• Selected extract:
• • • • •

Interview with Chicago Wine Author Clara Orban
Recently, Midwest Wine Press spent time with Clara Orban, the author of Wine Lessons: Ten Questions to Guide Your Appreciation of Wine. Clara not only chairs the Department of Modern Languages at DePaul University in Chicago, she’s also a Certified Sommelier. Much of Clara’s book examines the intersections of wine, geography and history.
Your book is an interesting study of the relationship between wine and geography. Most wine regions are near oceans or waterways that connect different countries or regions. By comparison, we’re relatively landlocked. How does our mid-continental location affect the Midwest’s potential to become a player in the global wine industry?
What you do is more important than where you are. Recently, I was at an airport in Washington State and there is a store at the airport that sells Washington wine. There’s also a gift shop in the airport in Des Moines that sells Iowa wine. In Chicago, we have a large international airport, but I don’t know of any place at the airport that sells Illinois or Midwest wine. Wouldn’t it be great if an international traveler passing through Chicago could take home a bottle of local wine? Ideas like that are how a wine region can gain awareness.
In your book, there’s a chapter on Southern Illinois wine and Kite Hill Vineyards in Carbondale, IL. In this chapter, you describe Midwest winemakers as “modern day equivalent(s) of the pioneers.” As pioneers, should Midwest winemakers follow established wine making traditions, or is the time right to create a new paradigm?
For Midwestern wineries, it makes sense to determine your niche regardless of per-determined traditions like “new world” or “old world” wine making. Winery owners should be thinking in the context of “where do I want my wines consumed.” Take the example of Swiss wine. The Swiss produce a small amount of very high quality wine that costs around $35 US dollars a bottle. At this price level, they can’t export their wine so it mainly gets consumed very close to where it was made. Is this the direction the Midwest wants to go, selling an artisan product close to home for a premium?

• • • • •

• Data listing:
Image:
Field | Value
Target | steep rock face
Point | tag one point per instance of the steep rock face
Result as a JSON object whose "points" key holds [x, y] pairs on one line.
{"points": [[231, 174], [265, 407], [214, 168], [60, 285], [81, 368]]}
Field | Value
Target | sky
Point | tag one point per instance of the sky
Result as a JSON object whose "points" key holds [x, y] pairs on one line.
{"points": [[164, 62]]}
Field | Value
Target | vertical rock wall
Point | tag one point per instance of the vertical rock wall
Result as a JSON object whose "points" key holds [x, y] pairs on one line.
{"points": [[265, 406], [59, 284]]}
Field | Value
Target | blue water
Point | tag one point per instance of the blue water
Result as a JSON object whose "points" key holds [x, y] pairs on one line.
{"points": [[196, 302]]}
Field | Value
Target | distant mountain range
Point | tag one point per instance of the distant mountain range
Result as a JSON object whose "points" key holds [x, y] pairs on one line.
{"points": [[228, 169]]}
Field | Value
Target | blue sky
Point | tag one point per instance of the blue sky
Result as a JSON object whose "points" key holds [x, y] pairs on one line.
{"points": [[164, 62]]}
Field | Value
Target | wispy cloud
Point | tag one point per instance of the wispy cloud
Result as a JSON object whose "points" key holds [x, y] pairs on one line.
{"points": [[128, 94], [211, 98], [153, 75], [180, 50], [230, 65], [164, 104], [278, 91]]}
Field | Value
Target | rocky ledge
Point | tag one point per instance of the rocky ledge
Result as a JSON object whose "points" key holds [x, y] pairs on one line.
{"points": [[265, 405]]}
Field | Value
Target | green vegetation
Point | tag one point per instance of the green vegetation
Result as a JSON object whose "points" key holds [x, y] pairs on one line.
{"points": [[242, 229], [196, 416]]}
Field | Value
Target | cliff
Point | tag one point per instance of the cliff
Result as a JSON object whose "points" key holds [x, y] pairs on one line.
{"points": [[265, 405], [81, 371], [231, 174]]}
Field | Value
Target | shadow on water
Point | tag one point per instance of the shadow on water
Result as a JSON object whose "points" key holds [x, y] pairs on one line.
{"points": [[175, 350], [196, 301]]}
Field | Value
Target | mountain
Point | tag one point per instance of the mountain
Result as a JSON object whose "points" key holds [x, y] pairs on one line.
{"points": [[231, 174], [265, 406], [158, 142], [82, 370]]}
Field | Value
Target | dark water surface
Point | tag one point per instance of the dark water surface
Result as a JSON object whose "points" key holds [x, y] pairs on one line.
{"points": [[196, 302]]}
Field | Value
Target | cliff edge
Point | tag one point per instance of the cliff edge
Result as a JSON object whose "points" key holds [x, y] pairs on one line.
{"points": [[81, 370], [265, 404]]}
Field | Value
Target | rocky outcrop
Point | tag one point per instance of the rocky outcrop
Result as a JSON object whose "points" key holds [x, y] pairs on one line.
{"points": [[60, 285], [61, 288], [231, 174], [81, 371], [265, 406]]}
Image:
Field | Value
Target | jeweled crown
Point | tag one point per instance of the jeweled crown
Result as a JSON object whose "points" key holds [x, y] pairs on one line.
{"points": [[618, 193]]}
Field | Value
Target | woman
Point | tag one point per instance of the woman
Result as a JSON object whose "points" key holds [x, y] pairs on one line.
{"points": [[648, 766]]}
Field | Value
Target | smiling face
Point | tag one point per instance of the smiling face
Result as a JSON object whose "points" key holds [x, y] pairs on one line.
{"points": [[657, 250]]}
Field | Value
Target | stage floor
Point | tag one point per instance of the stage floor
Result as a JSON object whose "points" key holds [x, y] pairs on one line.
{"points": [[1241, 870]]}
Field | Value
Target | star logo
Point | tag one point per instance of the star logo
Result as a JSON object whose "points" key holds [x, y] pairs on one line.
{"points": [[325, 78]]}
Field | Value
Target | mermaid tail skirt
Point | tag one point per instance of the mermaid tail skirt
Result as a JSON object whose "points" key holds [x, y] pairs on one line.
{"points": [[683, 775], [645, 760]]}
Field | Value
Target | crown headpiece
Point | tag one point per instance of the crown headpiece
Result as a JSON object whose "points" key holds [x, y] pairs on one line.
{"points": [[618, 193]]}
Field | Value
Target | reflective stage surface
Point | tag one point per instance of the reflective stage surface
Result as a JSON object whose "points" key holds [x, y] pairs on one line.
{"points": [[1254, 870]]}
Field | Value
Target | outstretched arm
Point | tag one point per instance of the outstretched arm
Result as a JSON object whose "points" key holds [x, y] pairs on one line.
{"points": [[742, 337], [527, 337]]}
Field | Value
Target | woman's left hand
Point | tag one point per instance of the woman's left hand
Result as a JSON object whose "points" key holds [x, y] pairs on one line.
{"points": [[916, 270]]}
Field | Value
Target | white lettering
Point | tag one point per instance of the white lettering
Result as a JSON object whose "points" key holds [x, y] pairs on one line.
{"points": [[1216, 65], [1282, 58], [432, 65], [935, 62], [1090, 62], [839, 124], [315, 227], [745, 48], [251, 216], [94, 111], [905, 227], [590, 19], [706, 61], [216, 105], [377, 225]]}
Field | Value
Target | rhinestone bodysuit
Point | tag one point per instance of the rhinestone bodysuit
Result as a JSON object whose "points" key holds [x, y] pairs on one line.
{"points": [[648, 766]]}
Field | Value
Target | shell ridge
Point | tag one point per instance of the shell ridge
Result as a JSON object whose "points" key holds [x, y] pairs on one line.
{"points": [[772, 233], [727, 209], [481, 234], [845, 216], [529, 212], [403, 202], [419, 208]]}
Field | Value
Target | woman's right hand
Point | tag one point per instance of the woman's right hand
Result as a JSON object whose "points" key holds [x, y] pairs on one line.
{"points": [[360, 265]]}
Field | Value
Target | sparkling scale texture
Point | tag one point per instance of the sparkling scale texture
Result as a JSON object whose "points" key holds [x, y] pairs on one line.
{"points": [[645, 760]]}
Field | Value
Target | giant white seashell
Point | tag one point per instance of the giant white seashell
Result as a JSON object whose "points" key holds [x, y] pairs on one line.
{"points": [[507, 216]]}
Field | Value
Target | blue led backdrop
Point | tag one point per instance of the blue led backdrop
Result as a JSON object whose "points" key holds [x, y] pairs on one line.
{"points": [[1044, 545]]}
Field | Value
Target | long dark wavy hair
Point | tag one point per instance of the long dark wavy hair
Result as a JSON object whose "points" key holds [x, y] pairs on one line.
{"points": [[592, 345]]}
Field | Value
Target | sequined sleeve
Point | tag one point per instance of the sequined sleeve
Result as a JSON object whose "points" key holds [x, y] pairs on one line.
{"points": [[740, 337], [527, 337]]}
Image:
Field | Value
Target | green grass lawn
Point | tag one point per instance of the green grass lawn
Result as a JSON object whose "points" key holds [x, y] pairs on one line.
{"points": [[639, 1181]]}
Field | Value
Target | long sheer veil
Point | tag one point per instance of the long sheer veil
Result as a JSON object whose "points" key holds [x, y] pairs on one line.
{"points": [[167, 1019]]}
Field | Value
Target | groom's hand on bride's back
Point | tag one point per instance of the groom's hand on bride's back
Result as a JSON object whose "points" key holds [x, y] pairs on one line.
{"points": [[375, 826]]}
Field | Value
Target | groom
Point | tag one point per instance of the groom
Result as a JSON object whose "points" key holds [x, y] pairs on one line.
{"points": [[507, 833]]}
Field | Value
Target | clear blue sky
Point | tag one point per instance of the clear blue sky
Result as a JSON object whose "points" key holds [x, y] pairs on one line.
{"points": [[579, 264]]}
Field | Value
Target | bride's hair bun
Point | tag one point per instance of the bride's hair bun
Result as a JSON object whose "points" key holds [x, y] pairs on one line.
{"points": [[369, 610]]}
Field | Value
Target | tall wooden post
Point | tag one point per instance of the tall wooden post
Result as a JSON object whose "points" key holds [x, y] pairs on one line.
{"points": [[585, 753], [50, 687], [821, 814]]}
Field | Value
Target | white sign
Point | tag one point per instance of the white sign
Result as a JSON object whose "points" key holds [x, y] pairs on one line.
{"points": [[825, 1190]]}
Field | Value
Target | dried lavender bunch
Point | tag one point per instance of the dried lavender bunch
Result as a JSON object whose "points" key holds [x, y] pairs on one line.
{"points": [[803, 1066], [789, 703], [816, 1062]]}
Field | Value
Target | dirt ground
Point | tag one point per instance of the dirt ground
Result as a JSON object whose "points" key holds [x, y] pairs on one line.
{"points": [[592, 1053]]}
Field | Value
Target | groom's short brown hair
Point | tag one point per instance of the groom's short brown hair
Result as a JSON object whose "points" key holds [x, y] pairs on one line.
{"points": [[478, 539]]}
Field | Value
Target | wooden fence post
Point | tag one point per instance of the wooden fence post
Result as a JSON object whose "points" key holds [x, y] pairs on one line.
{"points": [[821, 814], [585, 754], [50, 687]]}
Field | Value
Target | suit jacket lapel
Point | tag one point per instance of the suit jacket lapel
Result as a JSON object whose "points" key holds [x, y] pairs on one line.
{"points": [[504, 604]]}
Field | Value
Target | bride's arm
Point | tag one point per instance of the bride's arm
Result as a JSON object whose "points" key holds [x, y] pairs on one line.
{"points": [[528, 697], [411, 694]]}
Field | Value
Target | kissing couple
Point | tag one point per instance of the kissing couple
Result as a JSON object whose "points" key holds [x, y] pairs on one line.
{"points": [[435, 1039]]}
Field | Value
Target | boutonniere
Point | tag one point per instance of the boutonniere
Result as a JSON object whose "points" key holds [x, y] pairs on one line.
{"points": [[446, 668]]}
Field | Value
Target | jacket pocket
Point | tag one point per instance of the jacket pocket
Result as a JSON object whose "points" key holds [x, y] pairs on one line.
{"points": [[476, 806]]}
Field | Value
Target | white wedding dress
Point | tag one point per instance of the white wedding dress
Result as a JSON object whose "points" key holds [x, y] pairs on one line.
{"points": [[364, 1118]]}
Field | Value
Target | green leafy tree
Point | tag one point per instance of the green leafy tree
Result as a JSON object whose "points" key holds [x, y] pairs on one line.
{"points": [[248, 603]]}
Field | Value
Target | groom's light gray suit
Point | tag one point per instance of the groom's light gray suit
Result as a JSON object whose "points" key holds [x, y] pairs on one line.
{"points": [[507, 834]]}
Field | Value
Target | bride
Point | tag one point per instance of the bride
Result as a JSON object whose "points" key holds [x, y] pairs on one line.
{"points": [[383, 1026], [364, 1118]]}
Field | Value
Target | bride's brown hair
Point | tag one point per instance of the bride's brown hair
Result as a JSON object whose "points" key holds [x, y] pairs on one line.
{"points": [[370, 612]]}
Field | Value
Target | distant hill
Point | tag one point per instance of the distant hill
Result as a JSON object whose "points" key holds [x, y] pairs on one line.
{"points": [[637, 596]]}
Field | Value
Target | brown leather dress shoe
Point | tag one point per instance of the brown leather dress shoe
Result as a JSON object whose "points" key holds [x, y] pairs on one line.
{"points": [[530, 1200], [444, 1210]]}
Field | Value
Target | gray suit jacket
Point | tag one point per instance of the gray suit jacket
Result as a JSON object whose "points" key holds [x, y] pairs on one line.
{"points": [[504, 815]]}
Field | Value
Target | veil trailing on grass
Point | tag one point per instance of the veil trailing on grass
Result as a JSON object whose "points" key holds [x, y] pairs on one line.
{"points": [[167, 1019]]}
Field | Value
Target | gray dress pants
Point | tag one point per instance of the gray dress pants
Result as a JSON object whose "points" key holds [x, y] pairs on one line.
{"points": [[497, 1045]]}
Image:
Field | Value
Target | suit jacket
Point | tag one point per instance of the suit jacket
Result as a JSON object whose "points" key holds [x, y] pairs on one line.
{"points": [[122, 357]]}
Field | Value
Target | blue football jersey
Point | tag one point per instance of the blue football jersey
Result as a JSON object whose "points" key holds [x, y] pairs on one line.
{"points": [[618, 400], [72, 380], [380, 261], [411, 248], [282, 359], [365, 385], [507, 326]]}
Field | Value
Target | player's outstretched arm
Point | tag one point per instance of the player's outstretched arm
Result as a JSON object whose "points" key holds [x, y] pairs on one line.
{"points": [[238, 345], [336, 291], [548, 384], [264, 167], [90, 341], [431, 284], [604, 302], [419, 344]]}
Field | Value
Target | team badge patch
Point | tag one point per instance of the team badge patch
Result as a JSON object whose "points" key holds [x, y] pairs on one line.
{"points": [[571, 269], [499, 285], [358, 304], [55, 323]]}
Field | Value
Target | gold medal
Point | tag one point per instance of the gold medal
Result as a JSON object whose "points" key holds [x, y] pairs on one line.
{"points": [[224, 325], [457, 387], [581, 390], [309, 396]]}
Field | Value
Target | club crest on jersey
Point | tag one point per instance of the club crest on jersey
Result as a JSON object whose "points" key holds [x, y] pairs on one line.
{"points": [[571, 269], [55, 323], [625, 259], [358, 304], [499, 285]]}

• • • • •

• Tasks to carry out:
[A] Retype the passage of the Clara Orban interview starting at "For Midwestern wineries, it" and ending at "for a premium?".
[B] Extend the Clara Orban interview onward from its final sentence.

• Answers per task:
[A]
For Midwestern wineries, it makes sense to determine your niche regardless of per-determined traditions like “new world” or “old world” wine making. Winery owners should be thinking in the context of “where do I want my wines consumed.” Take the example of Swiss wine. The Swiss produce a small amount of very high quality wine that costs around $35 US dollars a bottle. At this price level, they can’t export their wine so it mainly gets consumed very close to where it was made. Is this the direction the Midwest wants to go, selling an artisan product close to home for a premium?

[B]
Also, I would encourage Midwest winemakers to experiment. For example, how about using hybrid grapes to make a Beaujolais style wine using carbonic maceration?
As a leading language educator and perhaps the only head of a university language department who is also a sommelier, how would you suggest building a wine vocabulary, especially for someone who is new to wine?
As language teachers, we know that learning a new language takes time and patience. Developing a wine vocabulary is a two-part process. First, start to develop what I call a “label vocabulary.” This means understanding where a wine is made and from what kind of grapes. Over and over, we see students confusing the grape name with the place the wine was made.
As you get more interested in wine and know what you like, start to focus on the geography of the wine. Where was it made? Also, learning the history of where a wine is made enhances the whole wine experience.
The second part of developing a wine vocabulary is learning words to describe wine at tastings. Wine is a social activity so attend tastings and drink wine with friends who like to talk about it.
Millennial wine drinkers have been described as “global browsers.” In other words, they drink wine from all over the world without becoming attached to any one particular area. Do you support a globetrotting approach to wine or do you think it’s more satisfying to be knowledgeable with just a few wine regions?
I like the idea of being an eclectic wine drinker and being open to many different areas. It makes me sad whenever I hear someone say, “I would never drink a wine from that area.” Eventually, you want to find a style of wine that makes you happiest. But I would not say that millennial browsing is a bad thing. Young wine drinkers can bring about revival of old styles of wine. For example, until recently Muscato was on the sidelines until a new generation of wine drinkers brought it out of retirement.
In your book, you mention that men have traditionally ruled the wine world. Do you think there are gender specific wine preferences?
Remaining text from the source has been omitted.